[start]

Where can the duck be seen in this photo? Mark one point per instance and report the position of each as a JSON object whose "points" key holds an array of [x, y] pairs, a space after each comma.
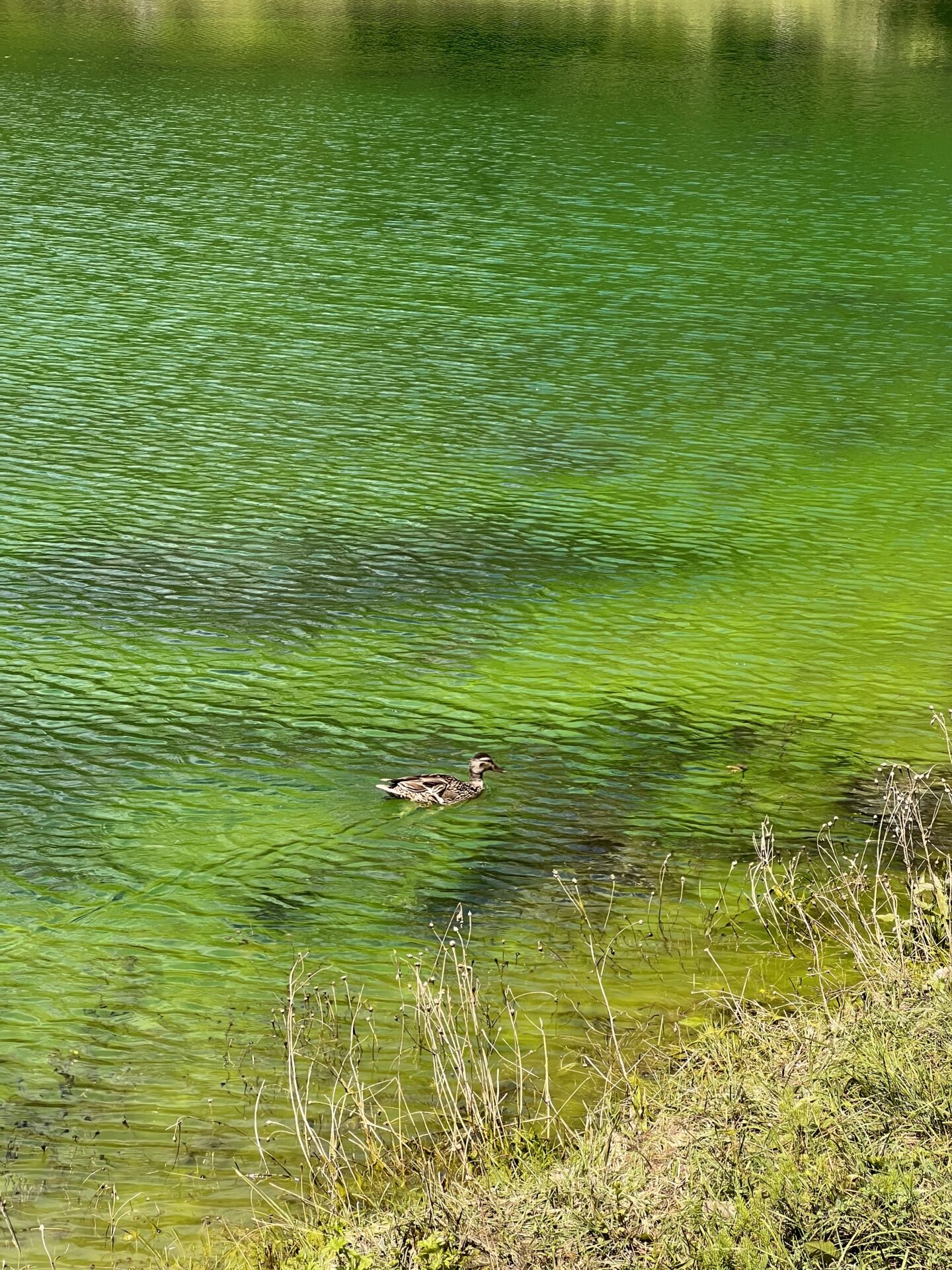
{"points": [[441, 790]]}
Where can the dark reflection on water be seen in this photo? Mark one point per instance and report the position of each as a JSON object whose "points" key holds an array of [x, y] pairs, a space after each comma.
{"points": [[385, 382]]}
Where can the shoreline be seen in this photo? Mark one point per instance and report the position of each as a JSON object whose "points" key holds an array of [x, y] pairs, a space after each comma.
{"points": [[814, 1130]]}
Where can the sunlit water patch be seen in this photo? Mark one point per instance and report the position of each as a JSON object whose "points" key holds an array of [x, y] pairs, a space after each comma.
{"points": [[381, 384]]}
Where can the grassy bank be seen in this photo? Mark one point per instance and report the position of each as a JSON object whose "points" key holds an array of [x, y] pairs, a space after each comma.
{"points": [[816, 1132]]}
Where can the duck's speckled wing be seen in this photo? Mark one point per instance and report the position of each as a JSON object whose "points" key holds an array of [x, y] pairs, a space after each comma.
{"points": [[419, 789]]}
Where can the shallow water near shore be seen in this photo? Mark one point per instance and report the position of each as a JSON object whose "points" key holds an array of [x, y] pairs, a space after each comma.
{"points": [[385, 382]]}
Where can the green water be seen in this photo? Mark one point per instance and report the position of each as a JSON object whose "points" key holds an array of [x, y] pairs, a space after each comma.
{"points": [[382, 382]]}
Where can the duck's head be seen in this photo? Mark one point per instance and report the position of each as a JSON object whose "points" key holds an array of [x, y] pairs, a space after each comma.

[end]

> **Stated goal**
Each line of the material must be retyped exactly, except that images are omitted.

> **Full answer**
Where can the duck be seen in this photo? Mark one point per instance and report the position of each as a JSON object whose "points" key holds an array of [x, y] pairs, a space after each comma.
{"points": [[441, 790]]}
Where can the dark reflection on water be seen in this photo? Mark one point per instance and report the position of each as a JSON object whose "points" key holds an array of [x, y] pairs, a space after each comma.
{"points": [[385, 382]]}
Where can the shoreline be seen in this photo? Mark one point per instance and report the position of each as a JSON object whose "points" key holds an array of [x, y] pairs, a space after each comma.
{"points": [[814, 1130]]}
Where can the sunlit water patch be seen in this photo? Mark one point per instance and report the position of each as a JSON object whose "points" key holds an array of [x, y] pairs, a space after each comma.
{"points": [[381, 384]]}
Where can the grassy bank be seen in this photo? Mark one point per instance and report the position of each as a JSON object whose "points" key holds an array of [x, y] pairs, a space after each comma.
{"points": [[816, 1132]]}
Where can the duck's speckled wing be seen in this photo? Mark one point per instance and report the position of each as a JSON object whose "points" key holds an array of [x, y] pairs, a space after each comma.
{"points": [[419, 789]]}
Where can the shallow water near shore be seen in this photo? Mark one point per instance and report the position of each as a JSON object whose "points" key holds an array of [x, y] pairs, a space after each comma.
{"points": [[385, 382]]}
Where can the green water be seen in this photo? Mark one point per instance and report the position of each as a JSON object whose "points" key holds an array of [x, y] pairs, a space after each comma.
{"points": [[382, 382]]}
Where can the duck's head be seen in this photo? Mark one point per instance and report the position of each as a JSON object whose "points" key holds an array of [x, y] pairs, a space after each comma.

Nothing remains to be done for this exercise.